Records excerpted from a collection
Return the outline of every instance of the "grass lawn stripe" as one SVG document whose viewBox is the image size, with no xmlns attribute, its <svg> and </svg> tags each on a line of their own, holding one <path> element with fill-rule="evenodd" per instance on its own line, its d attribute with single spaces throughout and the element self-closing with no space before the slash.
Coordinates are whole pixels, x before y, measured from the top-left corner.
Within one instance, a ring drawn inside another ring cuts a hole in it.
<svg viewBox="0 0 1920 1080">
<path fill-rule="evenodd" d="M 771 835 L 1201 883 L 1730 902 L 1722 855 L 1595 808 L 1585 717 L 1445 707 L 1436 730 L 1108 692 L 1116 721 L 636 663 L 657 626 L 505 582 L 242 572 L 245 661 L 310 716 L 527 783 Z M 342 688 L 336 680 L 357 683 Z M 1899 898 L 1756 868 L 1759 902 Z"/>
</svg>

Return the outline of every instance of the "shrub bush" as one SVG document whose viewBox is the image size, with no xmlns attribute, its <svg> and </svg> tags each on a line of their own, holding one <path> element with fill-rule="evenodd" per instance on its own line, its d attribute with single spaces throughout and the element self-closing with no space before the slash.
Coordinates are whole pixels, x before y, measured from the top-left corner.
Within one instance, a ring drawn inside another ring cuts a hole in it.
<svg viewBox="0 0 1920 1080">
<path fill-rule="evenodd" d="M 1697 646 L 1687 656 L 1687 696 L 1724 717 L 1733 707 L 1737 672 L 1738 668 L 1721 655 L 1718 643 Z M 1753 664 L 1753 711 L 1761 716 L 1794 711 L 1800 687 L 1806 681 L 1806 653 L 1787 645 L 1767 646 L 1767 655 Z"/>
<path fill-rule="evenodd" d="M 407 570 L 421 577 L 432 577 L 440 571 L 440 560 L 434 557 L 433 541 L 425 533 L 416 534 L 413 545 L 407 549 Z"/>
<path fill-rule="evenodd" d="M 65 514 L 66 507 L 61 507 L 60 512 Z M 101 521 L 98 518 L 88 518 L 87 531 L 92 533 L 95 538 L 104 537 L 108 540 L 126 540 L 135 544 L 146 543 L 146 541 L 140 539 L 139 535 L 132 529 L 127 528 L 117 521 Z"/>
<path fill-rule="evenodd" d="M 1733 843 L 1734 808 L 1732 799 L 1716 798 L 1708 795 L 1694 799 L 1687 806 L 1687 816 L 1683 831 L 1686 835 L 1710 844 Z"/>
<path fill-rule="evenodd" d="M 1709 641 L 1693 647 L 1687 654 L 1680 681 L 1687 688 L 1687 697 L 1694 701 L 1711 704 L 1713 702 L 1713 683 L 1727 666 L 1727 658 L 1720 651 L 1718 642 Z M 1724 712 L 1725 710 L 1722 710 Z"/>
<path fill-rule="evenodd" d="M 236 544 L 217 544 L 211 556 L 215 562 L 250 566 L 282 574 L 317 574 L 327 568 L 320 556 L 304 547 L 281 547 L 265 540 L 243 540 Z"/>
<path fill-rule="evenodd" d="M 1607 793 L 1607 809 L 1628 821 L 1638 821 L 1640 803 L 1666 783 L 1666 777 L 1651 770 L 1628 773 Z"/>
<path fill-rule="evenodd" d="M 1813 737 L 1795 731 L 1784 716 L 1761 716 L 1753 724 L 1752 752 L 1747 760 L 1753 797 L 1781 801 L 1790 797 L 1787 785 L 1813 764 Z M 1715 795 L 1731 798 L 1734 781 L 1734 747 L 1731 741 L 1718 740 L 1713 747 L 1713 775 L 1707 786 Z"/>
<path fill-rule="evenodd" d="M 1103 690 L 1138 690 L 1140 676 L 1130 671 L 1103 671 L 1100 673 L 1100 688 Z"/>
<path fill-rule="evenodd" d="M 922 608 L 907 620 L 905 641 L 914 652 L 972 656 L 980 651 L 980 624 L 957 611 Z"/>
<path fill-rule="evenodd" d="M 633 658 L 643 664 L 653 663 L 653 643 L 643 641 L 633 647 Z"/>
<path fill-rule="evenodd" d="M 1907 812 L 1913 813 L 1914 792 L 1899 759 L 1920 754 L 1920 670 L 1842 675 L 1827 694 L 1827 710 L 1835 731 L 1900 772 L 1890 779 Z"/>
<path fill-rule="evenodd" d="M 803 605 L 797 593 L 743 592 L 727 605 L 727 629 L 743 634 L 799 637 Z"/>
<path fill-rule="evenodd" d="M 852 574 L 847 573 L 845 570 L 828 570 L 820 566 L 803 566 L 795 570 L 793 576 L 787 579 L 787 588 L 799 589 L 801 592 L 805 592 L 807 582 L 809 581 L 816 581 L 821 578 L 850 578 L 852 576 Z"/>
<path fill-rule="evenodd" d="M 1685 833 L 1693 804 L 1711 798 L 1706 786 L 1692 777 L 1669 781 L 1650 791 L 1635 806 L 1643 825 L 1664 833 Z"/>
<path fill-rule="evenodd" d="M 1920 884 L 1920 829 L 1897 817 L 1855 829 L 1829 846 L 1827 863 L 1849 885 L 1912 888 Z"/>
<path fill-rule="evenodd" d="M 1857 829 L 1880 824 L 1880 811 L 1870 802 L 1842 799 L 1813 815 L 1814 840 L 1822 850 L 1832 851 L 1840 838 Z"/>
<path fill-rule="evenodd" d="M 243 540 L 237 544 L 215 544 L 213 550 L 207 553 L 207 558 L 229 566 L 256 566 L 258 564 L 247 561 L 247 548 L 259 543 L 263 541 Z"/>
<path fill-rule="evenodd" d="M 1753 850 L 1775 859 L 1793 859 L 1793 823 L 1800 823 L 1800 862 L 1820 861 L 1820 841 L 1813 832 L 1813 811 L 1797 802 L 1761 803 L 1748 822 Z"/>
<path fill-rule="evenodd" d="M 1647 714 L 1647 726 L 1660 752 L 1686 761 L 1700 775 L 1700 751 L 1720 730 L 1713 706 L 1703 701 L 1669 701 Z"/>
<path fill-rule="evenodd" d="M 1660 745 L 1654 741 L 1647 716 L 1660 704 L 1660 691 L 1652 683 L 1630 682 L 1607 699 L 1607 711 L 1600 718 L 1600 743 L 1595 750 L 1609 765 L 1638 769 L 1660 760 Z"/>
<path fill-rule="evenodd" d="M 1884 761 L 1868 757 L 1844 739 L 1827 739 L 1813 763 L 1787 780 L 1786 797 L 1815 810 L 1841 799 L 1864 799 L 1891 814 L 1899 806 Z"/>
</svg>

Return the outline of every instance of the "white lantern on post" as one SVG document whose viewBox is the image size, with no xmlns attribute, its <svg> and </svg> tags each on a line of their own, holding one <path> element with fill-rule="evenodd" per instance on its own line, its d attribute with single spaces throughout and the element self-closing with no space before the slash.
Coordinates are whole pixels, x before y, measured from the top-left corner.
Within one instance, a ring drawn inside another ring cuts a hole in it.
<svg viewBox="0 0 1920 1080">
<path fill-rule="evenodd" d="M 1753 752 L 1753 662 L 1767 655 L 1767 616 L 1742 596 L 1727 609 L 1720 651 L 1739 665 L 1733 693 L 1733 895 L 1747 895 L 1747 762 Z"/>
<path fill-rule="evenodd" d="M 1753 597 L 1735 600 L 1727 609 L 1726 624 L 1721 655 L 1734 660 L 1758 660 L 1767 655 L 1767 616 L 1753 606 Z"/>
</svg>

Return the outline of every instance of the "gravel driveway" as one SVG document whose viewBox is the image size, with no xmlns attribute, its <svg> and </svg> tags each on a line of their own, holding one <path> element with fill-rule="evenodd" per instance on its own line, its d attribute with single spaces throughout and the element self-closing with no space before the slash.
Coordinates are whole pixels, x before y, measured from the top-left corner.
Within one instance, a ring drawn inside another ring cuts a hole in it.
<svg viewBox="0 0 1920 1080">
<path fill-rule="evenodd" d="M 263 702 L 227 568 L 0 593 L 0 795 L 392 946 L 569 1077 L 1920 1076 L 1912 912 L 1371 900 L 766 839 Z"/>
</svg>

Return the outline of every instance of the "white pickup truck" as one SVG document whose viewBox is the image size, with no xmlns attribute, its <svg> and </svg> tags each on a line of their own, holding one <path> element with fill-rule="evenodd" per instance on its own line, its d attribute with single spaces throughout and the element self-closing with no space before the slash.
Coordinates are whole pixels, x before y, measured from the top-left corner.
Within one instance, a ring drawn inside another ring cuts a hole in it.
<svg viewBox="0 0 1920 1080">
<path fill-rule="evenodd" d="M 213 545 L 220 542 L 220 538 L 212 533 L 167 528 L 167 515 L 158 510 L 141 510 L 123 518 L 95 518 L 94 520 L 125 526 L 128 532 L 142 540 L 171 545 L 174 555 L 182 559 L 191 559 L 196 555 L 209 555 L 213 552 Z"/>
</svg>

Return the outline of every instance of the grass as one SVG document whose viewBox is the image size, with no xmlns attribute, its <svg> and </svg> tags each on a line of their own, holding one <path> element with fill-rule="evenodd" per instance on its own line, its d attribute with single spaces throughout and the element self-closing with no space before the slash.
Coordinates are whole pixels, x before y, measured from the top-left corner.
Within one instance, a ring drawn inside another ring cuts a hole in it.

▶ [WHAT IS REQUIRED]:
Every line from the one that contains "Return the outline of every instance of the grass" down to and including the last line of the records above must be set down exactly, with nothing else.

▶ [EXERCISE RESPONSE]:
Return the outline of every instance of the grass as one SVG document whose viewBox is the image size, with no xmlns attribute, its <svg> and </svg> tags each on a line of their own, holding one <path> element with fill-rule="evenodd" per instance on its own line, its d attribute with single spaces throughout and the element self-closing with no space before the slash.
Coordinates are whole pixels, x before y, measured from the top-left corner.
Within one instance, a ring drawn inside another ring cuts a hole in it.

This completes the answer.